Krishna enseigne également les trois Gunas à Arjuna dans la « Bhagavad-Gita » : Sattva est la vérité qui est attachée au bonheur et à la connaissance. Rajas est l’instinct liés aux tendances et à l’action. Tamas est l’ignorance créant l’obscurité et la paresse.
Ainsi dans les légendes indo-européenne, il est donc normal que ces trois phases apparaissent, et que les héros réussissent trois épreuves avant de trouver l’objet de la quête ou de délivrer la princesse. Car ces trois phases désignent forcement une forme de connaissance de soi arrivée à maturité. La parfaite conscience des moteurs psychologiques et instinctifs, ainsi que la force des sentiments qui mènent chaque personnalité.

Consigne 1: Recopiez sans rien changer les lignes ci-dessous, de celle qui contient « # test: pin the side » jusqu'à celle qui contient « point(326, 21) », ces deux lignes comprises.

Lignes:
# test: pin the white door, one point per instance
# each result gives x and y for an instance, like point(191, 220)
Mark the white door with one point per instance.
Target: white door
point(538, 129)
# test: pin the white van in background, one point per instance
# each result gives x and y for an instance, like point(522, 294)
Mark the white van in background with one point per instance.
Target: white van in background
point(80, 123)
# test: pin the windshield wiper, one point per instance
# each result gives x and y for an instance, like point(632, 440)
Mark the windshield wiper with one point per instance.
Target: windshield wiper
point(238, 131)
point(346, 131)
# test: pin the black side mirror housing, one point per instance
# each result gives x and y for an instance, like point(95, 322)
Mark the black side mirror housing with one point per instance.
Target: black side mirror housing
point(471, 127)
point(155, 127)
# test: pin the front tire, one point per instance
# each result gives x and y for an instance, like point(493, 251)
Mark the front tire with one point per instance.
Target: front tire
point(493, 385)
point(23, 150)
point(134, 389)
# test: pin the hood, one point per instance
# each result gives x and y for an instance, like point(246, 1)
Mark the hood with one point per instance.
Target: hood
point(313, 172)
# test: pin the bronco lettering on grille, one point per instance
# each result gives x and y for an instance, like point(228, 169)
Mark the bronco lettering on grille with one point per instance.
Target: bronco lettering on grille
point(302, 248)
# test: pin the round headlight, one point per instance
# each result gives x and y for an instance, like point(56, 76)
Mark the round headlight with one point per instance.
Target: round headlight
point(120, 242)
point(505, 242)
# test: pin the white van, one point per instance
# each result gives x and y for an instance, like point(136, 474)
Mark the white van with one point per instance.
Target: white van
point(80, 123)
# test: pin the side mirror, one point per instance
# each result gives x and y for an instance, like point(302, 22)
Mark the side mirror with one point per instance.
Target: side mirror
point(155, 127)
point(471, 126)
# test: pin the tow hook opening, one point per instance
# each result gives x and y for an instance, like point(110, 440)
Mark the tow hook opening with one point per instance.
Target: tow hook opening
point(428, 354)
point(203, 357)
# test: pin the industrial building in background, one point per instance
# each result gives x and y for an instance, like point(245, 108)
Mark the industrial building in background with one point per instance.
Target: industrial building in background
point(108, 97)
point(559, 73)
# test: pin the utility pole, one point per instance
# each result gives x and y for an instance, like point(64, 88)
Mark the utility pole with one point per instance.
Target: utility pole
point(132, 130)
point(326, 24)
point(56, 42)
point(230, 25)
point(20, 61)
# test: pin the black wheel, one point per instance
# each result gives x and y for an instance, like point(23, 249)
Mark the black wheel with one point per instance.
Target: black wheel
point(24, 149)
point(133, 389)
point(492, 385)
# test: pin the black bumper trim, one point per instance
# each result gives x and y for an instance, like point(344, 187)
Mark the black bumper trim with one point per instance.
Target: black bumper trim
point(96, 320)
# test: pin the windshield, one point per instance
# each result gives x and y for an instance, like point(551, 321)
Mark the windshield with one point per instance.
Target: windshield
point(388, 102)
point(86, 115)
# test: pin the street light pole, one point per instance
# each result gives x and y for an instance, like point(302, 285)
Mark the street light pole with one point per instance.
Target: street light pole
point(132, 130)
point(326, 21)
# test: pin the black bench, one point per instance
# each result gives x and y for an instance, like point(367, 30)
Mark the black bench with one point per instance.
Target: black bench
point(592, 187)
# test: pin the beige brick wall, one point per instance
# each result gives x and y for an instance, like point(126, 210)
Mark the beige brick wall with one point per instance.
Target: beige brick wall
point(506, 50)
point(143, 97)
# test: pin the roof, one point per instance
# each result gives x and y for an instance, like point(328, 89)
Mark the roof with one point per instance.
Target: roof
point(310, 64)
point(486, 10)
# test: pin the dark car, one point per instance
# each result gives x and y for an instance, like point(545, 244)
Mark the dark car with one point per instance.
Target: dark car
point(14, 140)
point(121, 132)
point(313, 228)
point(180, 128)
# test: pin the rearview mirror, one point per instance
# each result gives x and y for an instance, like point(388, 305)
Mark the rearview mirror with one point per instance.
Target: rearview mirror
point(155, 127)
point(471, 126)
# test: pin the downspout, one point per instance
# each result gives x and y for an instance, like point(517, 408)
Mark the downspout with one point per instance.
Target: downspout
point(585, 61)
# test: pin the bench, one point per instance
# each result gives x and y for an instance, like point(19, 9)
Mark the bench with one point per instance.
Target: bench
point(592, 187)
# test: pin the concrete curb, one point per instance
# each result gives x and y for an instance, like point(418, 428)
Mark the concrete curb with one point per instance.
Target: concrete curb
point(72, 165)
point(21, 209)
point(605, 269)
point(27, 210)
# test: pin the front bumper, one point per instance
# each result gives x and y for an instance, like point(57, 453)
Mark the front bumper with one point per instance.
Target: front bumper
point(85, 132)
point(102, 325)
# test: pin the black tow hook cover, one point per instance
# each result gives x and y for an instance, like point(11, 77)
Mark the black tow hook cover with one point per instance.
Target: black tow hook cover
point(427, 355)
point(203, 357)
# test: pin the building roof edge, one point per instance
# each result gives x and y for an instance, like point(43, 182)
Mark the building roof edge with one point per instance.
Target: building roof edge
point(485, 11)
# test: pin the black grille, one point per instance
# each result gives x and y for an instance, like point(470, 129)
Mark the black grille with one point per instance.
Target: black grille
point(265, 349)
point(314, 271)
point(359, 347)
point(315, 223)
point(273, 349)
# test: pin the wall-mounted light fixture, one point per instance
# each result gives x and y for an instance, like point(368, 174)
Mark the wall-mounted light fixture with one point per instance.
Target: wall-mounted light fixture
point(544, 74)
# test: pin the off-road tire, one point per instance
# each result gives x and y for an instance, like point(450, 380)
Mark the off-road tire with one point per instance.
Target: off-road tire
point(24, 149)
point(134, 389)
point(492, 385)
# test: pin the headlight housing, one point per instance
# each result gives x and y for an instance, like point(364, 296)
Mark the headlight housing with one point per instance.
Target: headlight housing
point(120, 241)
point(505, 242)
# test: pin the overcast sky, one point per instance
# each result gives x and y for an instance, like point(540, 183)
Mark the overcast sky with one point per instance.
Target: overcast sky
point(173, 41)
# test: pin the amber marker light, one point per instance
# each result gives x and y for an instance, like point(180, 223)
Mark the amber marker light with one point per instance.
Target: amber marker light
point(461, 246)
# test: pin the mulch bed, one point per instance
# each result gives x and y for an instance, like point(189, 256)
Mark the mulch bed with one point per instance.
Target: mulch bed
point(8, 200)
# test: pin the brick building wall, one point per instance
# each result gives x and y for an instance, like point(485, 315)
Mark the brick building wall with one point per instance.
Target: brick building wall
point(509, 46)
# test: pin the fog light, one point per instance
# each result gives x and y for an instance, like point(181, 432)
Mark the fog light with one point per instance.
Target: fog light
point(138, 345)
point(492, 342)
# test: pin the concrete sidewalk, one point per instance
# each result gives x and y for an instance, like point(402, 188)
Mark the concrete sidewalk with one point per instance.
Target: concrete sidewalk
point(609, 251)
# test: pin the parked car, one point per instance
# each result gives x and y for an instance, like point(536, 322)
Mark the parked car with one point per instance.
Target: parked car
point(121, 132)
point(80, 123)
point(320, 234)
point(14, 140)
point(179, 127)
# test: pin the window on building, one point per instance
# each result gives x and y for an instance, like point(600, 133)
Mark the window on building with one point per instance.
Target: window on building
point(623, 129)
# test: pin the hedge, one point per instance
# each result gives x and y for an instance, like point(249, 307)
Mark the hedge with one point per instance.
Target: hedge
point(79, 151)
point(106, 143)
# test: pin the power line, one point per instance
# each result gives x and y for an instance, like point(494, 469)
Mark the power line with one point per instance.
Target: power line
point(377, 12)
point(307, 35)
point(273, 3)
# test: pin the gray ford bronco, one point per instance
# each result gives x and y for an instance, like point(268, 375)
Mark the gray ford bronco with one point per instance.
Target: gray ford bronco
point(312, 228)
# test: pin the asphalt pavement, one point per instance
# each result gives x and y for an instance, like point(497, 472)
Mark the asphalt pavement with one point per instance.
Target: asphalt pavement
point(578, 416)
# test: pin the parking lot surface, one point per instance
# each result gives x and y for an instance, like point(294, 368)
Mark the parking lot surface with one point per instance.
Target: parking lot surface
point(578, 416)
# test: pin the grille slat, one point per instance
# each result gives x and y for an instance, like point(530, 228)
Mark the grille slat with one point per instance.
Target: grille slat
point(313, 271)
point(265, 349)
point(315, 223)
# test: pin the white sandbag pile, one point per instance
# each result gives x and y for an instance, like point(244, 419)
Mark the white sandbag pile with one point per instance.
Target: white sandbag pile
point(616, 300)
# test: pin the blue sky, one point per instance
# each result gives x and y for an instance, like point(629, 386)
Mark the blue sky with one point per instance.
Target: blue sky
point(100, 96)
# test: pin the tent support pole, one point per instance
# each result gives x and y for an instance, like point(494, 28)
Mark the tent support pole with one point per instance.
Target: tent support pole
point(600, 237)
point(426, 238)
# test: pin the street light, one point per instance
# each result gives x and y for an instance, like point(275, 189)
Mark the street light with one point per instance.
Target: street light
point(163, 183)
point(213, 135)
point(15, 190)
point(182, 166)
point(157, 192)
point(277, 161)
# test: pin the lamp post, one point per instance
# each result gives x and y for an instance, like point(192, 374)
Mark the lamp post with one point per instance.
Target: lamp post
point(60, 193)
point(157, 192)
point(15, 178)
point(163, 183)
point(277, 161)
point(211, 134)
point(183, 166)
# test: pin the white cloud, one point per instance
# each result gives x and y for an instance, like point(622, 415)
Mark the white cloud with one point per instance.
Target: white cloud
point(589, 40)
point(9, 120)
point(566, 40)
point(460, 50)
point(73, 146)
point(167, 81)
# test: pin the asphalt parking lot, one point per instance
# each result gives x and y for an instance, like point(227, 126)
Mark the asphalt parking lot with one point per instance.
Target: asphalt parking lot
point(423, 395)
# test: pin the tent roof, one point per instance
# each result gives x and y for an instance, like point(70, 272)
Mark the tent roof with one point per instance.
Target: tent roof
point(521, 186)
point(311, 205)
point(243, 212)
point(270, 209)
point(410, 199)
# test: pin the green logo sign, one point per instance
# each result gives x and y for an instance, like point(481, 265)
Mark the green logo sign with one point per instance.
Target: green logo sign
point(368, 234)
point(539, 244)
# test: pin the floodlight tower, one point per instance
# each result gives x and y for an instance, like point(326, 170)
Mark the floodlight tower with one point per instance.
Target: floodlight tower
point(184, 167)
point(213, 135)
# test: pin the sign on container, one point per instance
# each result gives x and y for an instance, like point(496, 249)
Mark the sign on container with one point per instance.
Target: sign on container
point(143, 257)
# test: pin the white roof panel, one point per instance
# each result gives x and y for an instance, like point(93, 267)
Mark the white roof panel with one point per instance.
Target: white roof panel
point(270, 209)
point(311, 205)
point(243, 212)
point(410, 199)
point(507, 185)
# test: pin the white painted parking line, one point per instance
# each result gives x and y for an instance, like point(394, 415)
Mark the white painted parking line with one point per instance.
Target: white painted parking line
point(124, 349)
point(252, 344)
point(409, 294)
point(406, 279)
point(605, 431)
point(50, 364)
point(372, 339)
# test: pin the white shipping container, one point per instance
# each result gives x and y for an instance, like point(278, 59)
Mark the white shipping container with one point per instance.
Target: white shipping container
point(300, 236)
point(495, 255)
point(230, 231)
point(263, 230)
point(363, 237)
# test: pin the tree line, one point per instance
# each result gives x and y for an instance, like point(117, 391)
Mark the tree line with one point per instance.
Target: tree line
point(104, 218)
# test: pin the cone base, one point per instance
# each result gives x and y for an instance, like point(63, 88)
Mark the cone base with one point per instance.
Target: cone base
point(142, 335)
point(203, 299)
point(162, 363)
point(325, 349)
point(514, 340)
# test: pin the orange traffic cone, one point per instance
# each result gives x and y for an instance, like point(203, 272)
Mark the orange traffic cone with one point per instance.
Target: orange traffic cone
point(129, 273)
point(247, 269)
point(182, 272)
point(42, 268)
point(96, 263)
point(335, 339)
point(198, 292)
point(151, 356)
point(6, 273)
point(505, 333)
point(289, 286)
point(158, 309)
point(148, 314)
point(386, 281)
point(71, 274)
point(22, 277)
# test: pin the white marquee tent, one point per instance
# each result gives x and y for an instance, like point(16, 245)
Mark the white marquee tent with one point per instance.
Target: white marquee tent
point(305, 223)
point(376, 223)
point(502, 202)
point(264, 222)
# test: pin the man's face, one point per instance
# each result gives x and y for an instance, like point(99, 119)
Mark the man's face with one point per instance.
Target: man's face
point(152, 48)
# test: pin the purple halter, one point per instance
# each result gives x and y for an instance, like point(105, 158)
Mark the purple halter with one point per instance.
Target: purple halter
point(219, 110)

Consigne 2: Prolongez le texte sur les trois Gunas et les trois épreuves des héros en reprenant juste après sa dernière phrase.

Réponse 1:
# test: pin the side mirror, one point per instance
# each result gives x and y for an instance, like point(302, 22)
Mark the side mirror with one point per instance.
Target: side mirror
point(155, 127)
point(471, 126)
# test: pin the tow hook opening, one point per instance
# each result gives x and y for an instance, like point(110, 440)
Mark the tow hook opening with one point per instance.
Target: tow hook opening
point(428, 354)
point(203, 357)
# test: pin the industrial building in background, one point per instance
# each result gives x and y for an instance, like point(245, 108)
Mark the industrial building in background with one point per instance.
Target: industrial building in background
point(108, 97)
point(559, 73)
# test: pin the utility pole, one point per instance
# each result gives x and y for an instance, like point(64, 88)
Mark the utility pole with one point per instance.
Target: utility pole
point(132, 130)
point(326, 24)
point(56, 42)
point(230, 25)
point(20, 61)
# test: pin the black wheel, one point per instance
# each result gives x and y for an instance, like point(23, 249)
Mark the black wheel with one point per instance.
Target: black wheel
point(24, 149)
point(133, 389)
point(492, 385)
# test: pin the black bumper trim, one point per instance
# each result gives x and y for an instance, like point(344, 187)
Mark the black bumper trim with one point per instance.
Target: black bumper trim
point(96, 320)
# test: pin the windshield, one point per instance
# each result gives x and y for an instance, like point(551, 321)
Mark the windshield with one point per instance.
Target: windshield
point(388, 102)
point(86, 115)
# test: pin the street light pole, one point per instance
# each result gives x and y for an instance, like point(302, 285)
Mark the street light pole with one point per instance.
Target: street light pole
point(132, 130)
point(326, 21)

Réponse 2:
Mais reprenons la légende des trois royaumes :


dessin du peuple russe

« Ivan-tsarévitch fit rouler la boule et marcha à sa suite. Il alla, alla, parvint en vue d'un palais tout embrasé de diamants et de pierreries. Au portail, sifflaient des dragons à six têtes. Ivan-tsarévitch les abreuva. Les dragons s'apaisèrent et le laissèrent passer. Le tsarévitch traversa des salles en enfilade, et, dans la plus éloignée, il aperçut sa mère : assise sur un trône élevé, elle était revêtue d'habits magnifiques et couronnée de riches joyaux. Tournant la tête, elle reconnut son visiteur :
« Ah, mon Dieu ! Est-ce bien toi, mon fils chéri ? Comment es-tu venu jusqu'ici ? »
Il ne lui cacha rien : « Je suis venu te chercher. - Oh, mon fils, voilà qui n'est pas chose aisée ! Tu sais que sur cette montagne règne le puissant Ouragan. Tous les esprits lui sont soumis. C'est lui qui m'a enlevée et c'est avec lui qu'il va te falloir lutter. Allons vite à la cave ! »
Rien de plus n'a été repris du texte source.